#### [Written task]
Can you lay out every line of the items below as a Markdown table with the columns "Row" and "Line", skipping blank lines and leaving the pictures out?

* * * * * * * * *

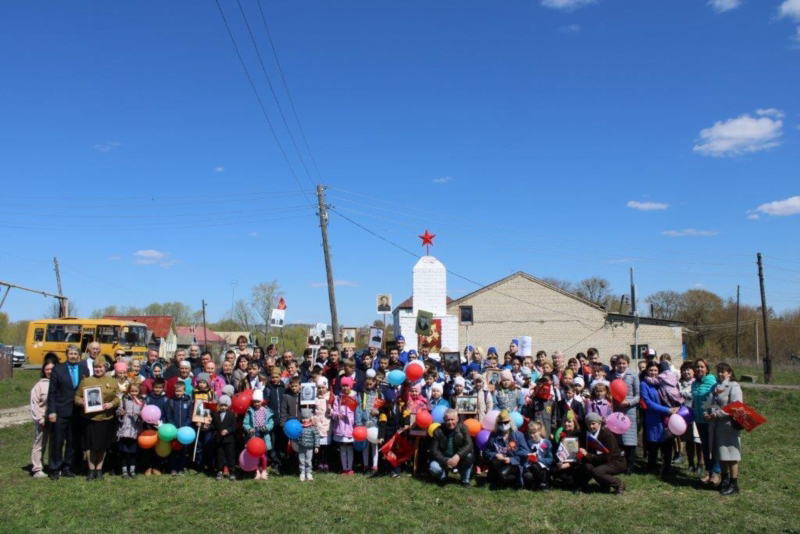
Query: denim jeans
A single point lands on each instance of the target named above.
(463, 469)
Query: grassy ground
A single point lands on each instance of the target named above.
(17, 391)
(768, 502)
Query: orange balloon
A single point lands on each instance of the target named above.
(473, 426)
(148, 439)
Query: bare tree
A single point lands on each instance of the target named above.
(264, 299)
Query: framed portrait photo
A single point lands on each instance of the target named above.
(93, 400)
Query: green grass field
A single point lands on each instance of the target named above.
(768, 502)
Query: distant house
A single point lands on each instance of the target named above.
(160, 327)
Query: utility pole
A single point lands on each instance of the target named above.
(323, 224)
(737, 322)
(767, 360)
(63, 304)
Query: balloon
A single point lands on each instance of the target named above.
(167, 432)
(186, 435)
(414, 371)
(360, 433)
(677, 424)
(163, 448)
(473, 426)
(293, 429)
(619, 390)
(438, 414)
(372, 434)
(687, 414)
(490, 419)
(618, 423)
(256, 447)
(396, 377)
(240, 403)
(247, 462)
(148, 439)
(151, 414)
(517, 419)
(482, 439)
(424, 419)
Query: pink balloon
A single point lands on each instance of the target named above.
(677, 424)
(247, 462)
(618, 423)
(490, 419)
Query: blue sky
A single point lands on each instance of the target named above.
(563, 138)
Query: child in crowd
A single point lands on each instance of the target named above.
(258, 423)
(344, 413)
(179, 413)
(307, 444)
(223, 424)
(540, 457)
(129, 414)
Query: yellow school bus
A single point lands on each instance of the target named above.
(52, 337)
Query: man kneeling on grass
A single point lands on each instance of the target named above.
(451, 448)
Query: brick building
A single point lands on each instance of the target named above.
(522, 305)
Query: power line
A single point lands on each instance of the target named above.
(260, 103)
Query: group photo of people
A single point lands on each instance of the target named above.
(579, 422)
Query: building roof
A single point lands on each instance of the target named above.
(196, 332)
(409, 303)
(532, 279)
(159, 324)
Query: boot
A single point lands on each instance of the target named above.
(732, 488)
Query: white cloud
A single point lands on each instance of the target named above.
(336, 283)
(689, 232)
(647, 206)
(790, 9)
(566, 5)
(570, 29)
(153, 257)
(721, 6)
(778, 208)
(742, 135)
(107, 147)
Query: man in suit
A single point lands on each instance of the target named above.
(64, 381)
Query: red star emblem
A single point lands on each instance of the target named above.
(427, 238)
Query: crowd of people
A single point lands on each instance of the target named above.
(522, 422)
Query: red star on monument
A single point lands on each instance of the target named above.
(427, 239)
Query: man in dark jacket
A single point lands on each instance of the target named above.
(451, 448)
(65, 452)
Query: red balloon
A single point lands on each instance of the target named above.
(619, 390)
(239, 404)
(256, 447)
(424, 419)
(414, 372)
(360, 433)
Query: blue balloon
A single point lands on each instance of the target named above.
(517, 418)
(396, 377)
(438, 414)
(186, 435)
(293, 429)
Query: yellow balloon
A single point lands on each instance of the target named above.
(163, 448)
(433, 427)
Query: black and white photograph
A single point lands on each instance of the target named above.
(467, 405)
(308, 393)
(93, 400)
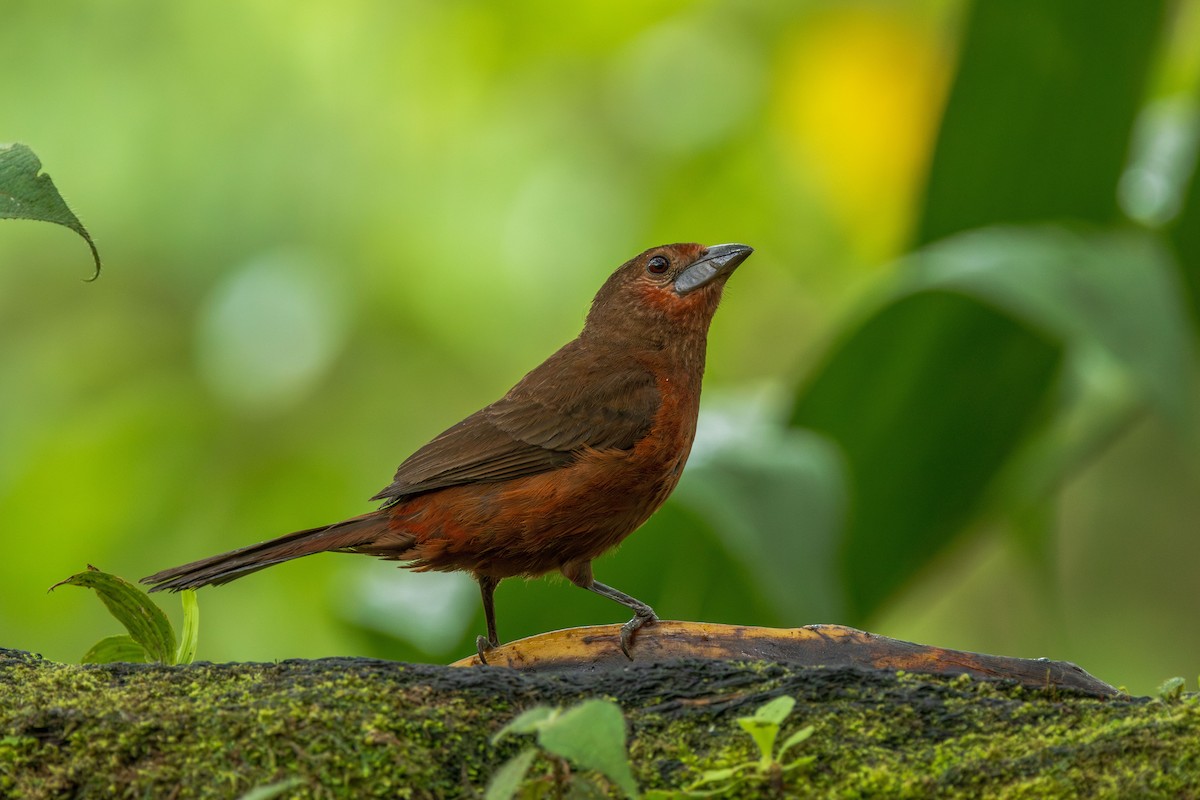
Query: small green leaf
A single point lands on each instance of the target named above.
(132, 608)
(29, 193)
(803, 761)
(1171, 689)
(592, 735)
(713, 776)
(795, 739)
(777, 710)
(191, 635)
(763, 734)
(508, 779)
(528, 721)
(115, 648)
(273, 789)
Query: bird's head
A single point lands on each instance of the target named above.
(665, 289)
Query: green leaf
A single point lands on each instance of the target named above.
(1113, 292)
(508, 779)
(779, 506)
(115, 648)
(29, 193)
(804, 761)
(775, 710)
(1185, 235)
(714, 776)
(190, 638)
(1038, 121)
(1171, 689)
(528, 721)
(592, 735)
(928, 400)
(763, 734)
(273, 789)
(795, 739)
(132, 608)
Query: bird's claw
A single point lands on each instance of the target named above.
(629, 629)
(481, 647)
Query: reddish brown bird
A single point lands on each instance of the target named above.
(561, 469)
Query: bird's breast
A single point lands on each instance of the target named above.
(535, 524)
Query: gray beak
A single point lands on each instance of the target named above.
(717, 260)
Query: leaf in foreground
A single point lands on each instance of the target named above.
(132, 608)
(592, 735)
(29, 193)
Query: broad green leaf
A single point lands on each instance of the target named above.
(509, 776)
(190, 637)
(778, 505)
(1116, 292)
(271, 791)
(1039, 118)
(592, 735)
(29, 193)
(115, 648)
(132, 608)
(528, 721)
(795, 739)
(927, 400)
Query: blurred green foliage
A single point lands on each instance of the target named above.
(331, 232)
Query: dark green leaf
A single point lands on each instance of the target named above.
(1116, 292)
(115, 648)
(29, 193)
(1038, 121)
(928, 400)
(592, 735)
(779, 507)
(508, 779)
(133, 609)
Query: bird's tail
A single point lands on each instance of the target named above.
(229, 566)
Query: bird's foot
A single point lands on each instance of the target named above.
(643, 617)
(483, 645)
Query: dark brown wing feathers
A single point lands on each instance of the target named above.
(576, 400)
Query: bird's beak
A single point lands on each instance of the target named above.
(717, 260)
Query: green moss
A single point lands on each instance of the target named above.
(360, 728)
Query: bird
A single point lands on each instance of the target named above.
(567, 464)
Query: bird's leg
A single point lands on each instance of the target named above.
(487, 588)
(581, 576)
(642, 613)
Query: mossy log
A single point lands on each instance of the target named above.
(366, 728)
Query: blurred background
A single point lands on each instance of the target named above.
(952, 397)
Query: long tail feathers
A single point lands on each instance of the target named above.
(229, 566)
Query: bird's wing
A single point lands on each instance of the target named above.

* * * * * * * * *

#### [Solution to the problem]
| Row | Line |
|---|---|
| 1 | Query: denim jeans |
| 2 | A single point lands on each instance of the target named above. |
| 3 | (463, 469) |
| 4 | Query: grassy ground |
| 5 | A single point lands on each instance of the target named above. |
| 6 | (17, 391) |
| 7 | (768, 502) |
| 8 | Query: orange balloon |
| 9 | A single point lands on each instance of the target named above. |
| 10 | (473, 426) |
| 11 | (148, 439) |
| 12 | Query: bare tree |
| 13 | A single point lands on each instance of the target named above. |
| 14 | (264, 299) |
| 15 | Query: framed portrait photo |
| 16 | A single point lands on each instance of the target named above. |
| 17 | (93, 400) |
| 18 | Query: green grass field |
| 19 | A single point lands on each instance of the target named above. |
| 20 | (768, 502) |
| 21 | Query: distant house |
| 22 | A single point lands on each instance of the target named above. |
| 23 | (160, 327) |
| 24 | Query: utility pole |
| 25 | A single point lands on each instance of the target named above. |
| 26 | (323, 224) |
| 27 | (737, 322) |
| 28 | (767, 360) |
| 29 | (63, 304) |
| 30 | Query: balloon |
| 31 | A single point lands on each instance of the target named above. |
| 32 | (167, 432) |
| 33 | (186, 435) |
| 34 | (414, 371) |
| 35 | (360, 433) |
| 36 | (677, 424) |
| 37 | (163, 448) |
| 38 | (473, 426) |
| 39 | (293, 429) |
| 40 | (619, 390) |
| 41 | (438, 414) |
| 42 | (372, 434) |
| 43 | (687, 414) |
| 44 | (490, 419) |
| 45 | (618, 423) |
| 46 | (256, 447) |
| 47 | (396, 377) |
| 48 | (240, 403) |
| 49 | (247, 462) |
| 50 | (148, 439) |
| 51 | (151, 414) |
| 52 | (517, 419) |
| 53 | (482, 439) |
| 54 | (424, 419) |
| 55 | Query: pink balloon |
| 56 | A single point lands on each instance of the target named above. |
| 57 | (677, 424) |
| 58 | (247, 462) |
| 59 | (618, 423) |
| 60 | (490, 419) |
| 61 | Query: blue sky |
| 62 | A single point lands on each instance of the target named above. |
| 63 | (563, 138) |
| 64 | Query: child in crowd |
| 65 | A single point lands on each instance of the target named above. |
| 66 | (258, 423) |
| 67 | (344, 413) |
| 68 | (179, 413) |
| 69 | (307, 444) |
| 70 | (223, 424) |
| 71 | (540, 457) |
| 72 | (129, 414) |
| 73 | Query: yellow school bus |
| 74 | A single point lands on each instance of the target named above. |
| 75 | (52, 337) |
| 76 | Query: man kneeling on grass |
| 77 | A single point lands on each instance of the target named above. |
| 78 | (451, 448) |
| 79 | Query: brick building |
| 80 | A single point lands on each instance of the target named above. |
| 81 | (522, 305) |
| 82 | Query: power line |
| 83 | A single point lands on each instance of the target named above. |
| 84 | (260, 103) |
| 85 | Query: group photo of people |
| 86 | A single point lands on each instance of the target named above. |
| 87 | (579, 422) |
| 88 | Query: building roof |
| 89 | A single point lands on each instance of the target named above. |
| 90 | (196, 332) |
| 91 | (409, 303) |
| 92 | (532, 279) |
| 93 | (159, 324) |
| 94 | Query: boot |
| 95 | A single point lands on each instance of the target named above. |
| 96 | (732, 488) |
| 97 | Query: white cloud |
| 98 | A single point lands on each instance of the target named above. |
| 99 | (336, 283) |
| 100 | (689, 232) |
| 101 | (647, 206) |
| 102 | (790, 9) |
| 103 | (566, 5) |
| 104 | (570, 29) |
| 105 | (153, 257) |
| 106 | (721, 6) |
| 107 | (778, 208) |
| 108 | (742, 135) |
| 109 | (107, 147) |
| 110 | Query: man in suit |
| 111 | A single point lands on each instance of the target named above. |
| 112 | (64, 381) |
| 113 | Query: red star emblem |
| 114 | A single point lands on each instance of the target named above. |
| 115 | (427, 238) |
| 116 | Query: crowd of people |
| 117 | A single point lands on each instance of the target named above. |
| 118 | (522, 422) |
| 119 | Query: red star on monument |
| 120 | A single point lands on each instance of the target named above. |
| 121 | (427, 239) |
| 122 | Query: man in dark jacket |
| 123 | A single point lands on each instance of the target named above. |
| 124 | (451, 448) |
| 125 | (65, 452) |
| 126 | Query: red balloon |
| 127 | A single point lands on each instance of the target named above. |
| 128 | (619, 390) |
| 129 | (239, 404) |
| 130 | (256, 447) |
| 131 | (424, 419) |
| 132 | (414, 372) |
| 133 | (360, 433) |
| 134 | Query: blue balloon |
| 135 | A single point lands on each instance of the target named above. |
| 136 | (517, 418) |
| 137 | (396, 377) |
| 138 | (438, 414) |
| 139 | (186, 435) |
| 140 | (293, 429) |
| 141 | Query: yellow balloon |
| 142 | A single point lands on each instance of the target named above. |
| 143 | (163, 448) |
| 144 | (433, 427) |
| 145 | Query: black and white photograph |
| 146 | A single point lands on each instance of the target named above. |
| 147 | (467, 405) |
| 148 | (308, 393) |
| 149 | (93, 400) |
| 150 | Query: small green leaf |
| 151 | A single point lands on each instance of the target named above. |
| 152 | (132, 608) |
| 153 | (29, 193) |
| 154 | (803, 761) |
| 155 | (1171, 689) |
| 156 | (592, 735) |
| 157 | (713, 776) |
| 158 | (795, 739) |
| 159 | (777, 710) |
| 160 | (191, 635) |
| 161 | (763, 734) |
| 162 | (508, 779) |
| 163 | (528, 721) |
| 164 | (115, 648) |
| 165 | (273, 789) |
| 166 | Query: bird's head |
| 167 | A single point lands on each instance of the target named above. |
| 168 | (665, 289) |
| 169 | Query: green leaf |
| 170 | A single point lands on each instance of the target named above. |
| 171 | (1113, 292) |
| 172 | (508, 779) |
| 173 | (779, 506) |
| 174 | (115, 648) |
| 175 | (29, 193) |
| 176 | (804, 761) |
| 177 | (775, 710) |
| 178 | (1185, 235) |
| 179 | (714, 776) |
| 180 | (190, 638) |
| 181 | (1038, 121) |
| 182 | (1171, 689) |
| 183 | (528, 721) |
| 184 | (592, 735) |
| 185 | (928, 400) |
| 186 | (763, 734) |
| 187 | (273, 789) |
| 188 | (795, 739) |
| 189 | (132, 608) |
| 190 | Query: bird's claw |
| 191 | A single point lands on each instance of the target named above. |
| 192 | (629, 629) |
| 193 | (481, 647) |
| 194 | Query: reddish brown bird |
| 195 | A single point lands on each instance of the target named above. |
| 196 | (561, 469) |
| 197 | Query: bird's breast |
| 198 | A single point lands on each instance of the target named above. |
| 199 | (535, 524) |
| 200 | Query: gray beak |
| 201 | A single point lands on each instance of the target named above. |
| 202 | (717, 260) |
| 203 | Query: leaf in foreground |
| 204 | A single point lands on each instance of the target named above. |
| 205 | (132, 608) |
| 206 | (592, 735) |
| 207 | (29, 193) |
| 208 | Query: broad green leaf |
| 209 | A single point lands on each instance of the target named above. |
| 210 | (509, 776) |
| 211 | (190, 637) |
| 212 | (778, 505) |
| 213 | (1116, 292) |
| 214 | (271, 791) |
| 215 | (1039, 118) |
| 216 | (592, 735) |
| 217 | (29, 193) |
| 218 | (115, 648) |
| 219 | (132, 608) |
| 220 | (528, 721) |
| 221 | (795, 739) |
| 222 | (927, 400) |
| 223 | Query: blurred green foliage |
| 224 | A single point lands on each instance of the target named above. |
| 225 | (331, 232) |
| 226 | Query: dark green leaf |
| 227 | A single point lands on each instance of the target named above. |
| 228 | (1116, 292) |
| 229 | (115, 648) |
| 230 | (29, 193) |
| 231 | (1038, 121) |
| 232 | (928, 400) |
| 233 | (592, 735) |
| 234 | (779, 507) |
| 235 | (508, 779) |
| 236 | (133, 609) |
| 237 | Query: bird's tail |
| 238 | A single point lands on each instance of the target named above. |
| 239 | (229, 566) |
| 240 | Query: bird's foot |
| 241 | A single point lands on each instance of the target named above. |
| 242 | (643, 617) |
| 243 | (483, 645) |
| 244 | Query: dark brown wing feathers |
| 245 | A single point lands on each instance of the target named above. |
| 246 | (576, 400) |
| 247 | Query: bird's beak |
| 248 | A single point lands on each instance of the target named above. |
| 249 | (717, 260) |
| 250 | Query: green moss |
| 251 | A single point lands on each instance of the target named above. |
| 252 | (360, 728) |
| 253 | Query: bird |
| 254 | A single point lands on each instance of the target named above. |
| 255 | (567, 464) |
| 256 | Query: bird's leg |
| 257 | A single point lands on each instance of the target named above. |
| 258 | (487, 588) |
| 259 | (581, 576) |
| 260 | (642, 613) |
| 261 | Query: mossy log |
| 262 | A single point lands on each instance of the target named above. |
| 263 | (366, 728) |
| 264 | Query: blurred background |
| 265 | A single point lands on each instance of the target named above. |
| 266 | (952, 397) |
| 267 | Query: long tail feathers |
| 268 | A single point lands on each instance of the target named above. |
| 269 | (229, 566) |
| 270 | Query: bird's wing |
| 271 | A single point lands on each instance of the target named above. |